== Task objective ==
From the material that follows, please give the number of lines containing the string "sponsor", and that number alone.

== Given information ==
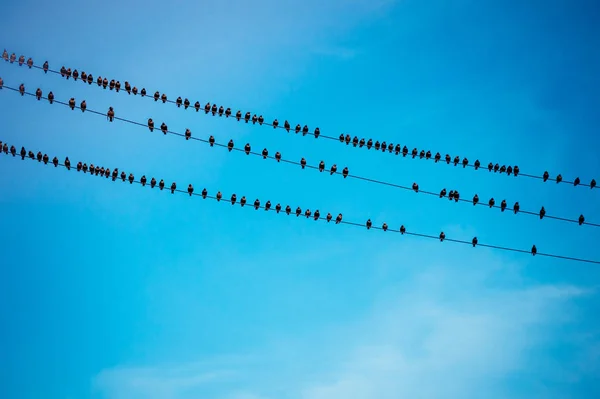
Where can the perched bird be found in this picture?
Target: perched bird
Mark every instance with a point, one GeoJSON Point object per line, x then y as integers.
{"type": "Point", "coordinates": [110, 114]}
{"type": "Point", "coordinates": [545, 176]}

* * *

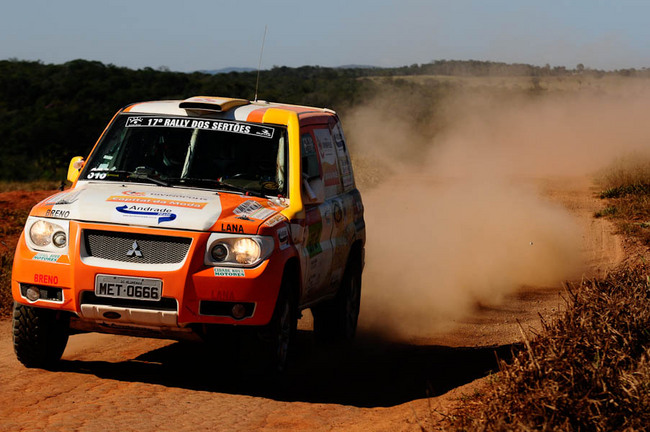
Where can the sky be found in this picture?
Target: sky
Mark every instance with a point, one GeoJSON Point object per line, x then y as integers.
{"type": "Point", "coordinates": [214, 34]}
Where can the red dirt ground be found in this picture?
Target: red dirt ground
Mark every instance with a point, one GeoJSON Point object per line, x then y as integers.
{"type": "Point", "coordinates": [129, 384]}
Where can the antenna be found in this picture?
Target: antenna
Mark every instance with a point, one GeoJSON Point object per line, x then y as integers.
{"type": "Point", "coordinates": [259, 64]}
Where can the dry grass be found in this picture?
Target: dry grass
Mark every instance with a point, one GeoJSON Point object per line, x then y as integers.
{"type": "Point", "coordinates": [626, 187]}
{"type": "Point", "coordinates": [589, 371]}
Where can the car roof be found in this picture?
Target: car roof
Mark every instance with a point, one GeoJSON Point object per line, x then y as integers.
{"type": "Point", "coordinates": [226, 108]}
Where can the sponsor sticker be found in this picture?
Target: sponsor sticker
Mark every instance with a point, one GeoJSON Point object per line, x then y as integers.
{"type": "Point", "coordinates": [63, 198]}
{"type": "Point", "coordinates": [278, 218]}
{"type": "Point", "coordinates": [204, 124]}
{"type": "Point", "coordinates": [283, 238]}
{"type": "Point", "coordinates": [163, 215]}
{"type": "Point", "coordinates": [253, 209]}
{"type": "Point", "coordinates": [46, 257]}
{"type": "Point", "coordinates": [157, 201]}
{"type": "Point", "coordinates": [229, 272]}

== Solved problem ==
2